**** Extract to read ****

After this we can safely transfer over the topology and then shove all the messages across. Now, we can update the mapping and disconnect. Upon reconnecting, the application now in Broker B can be cleaned up due to any state that we had in Broker A. This is all and it’s very similar to the Blue Green operation. In case these disconnect, the whole transition of moving the Vhost over takes less than a second. So, it’s not a huge price to pay for that application. It could be optimized as well if we had more details about the consumer and publisher connections.

Rampant Growth

We’re now at this stage where we solved a lot of our problems and we had more Vhosts. There was a lot of Vhost growth (the same joke that we had earlier)! We grew like rabbits in the wild. If you have Self-Serve at No Cost you gets Lots of Vhosts. With more Vhost, it means more brokers and as the song goes – more brokers, more problems.

Challenges with RabbitMQ

Network Partition Strategies

This is more up-to-date with where we are today. Network Partition Strategies essentially means you operate on the scale that we operate, and you don’t want any one single event to knock-out or affect multiple brokers all at once. If that event happens such as a Network Partition, you need an automated strategy to deal with that. RabbitMQ offers such a strategy and ideally we would want to pick the pause-minority strategy since we care about consistency and we don’t want to lose any messages.

**** Stored data ****

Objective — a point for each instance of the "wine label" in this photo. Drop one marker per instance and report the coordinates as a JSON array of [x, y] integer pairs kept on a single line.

****

__Directions__.
**a.** According to the RabbitMQ excerpt, how long does the whole transition of moving the Vhost over take?
**b.** Please write out the RabbitMQ excerpt again, starting with "Rampant Growth" and going on through "brokers, more problems.", but change "rabbits" to "weeds".
The material has no connection to the RabbitMQ excerpt.

__Exercise responses__.
**a.** Less than a second.

**b.**
Rampant Growth

We’re now at this stage where we solved a lot of our problems and we had more Vhosts. There was a lot of Vhost growth (the same joke that we had earlier)! We grew like weeds in the wild. If you have Self-Serve at No Cost you gets Lots of Vhosts. With more Vhost, it means more brokers and as the song goes – more brokers, more problems.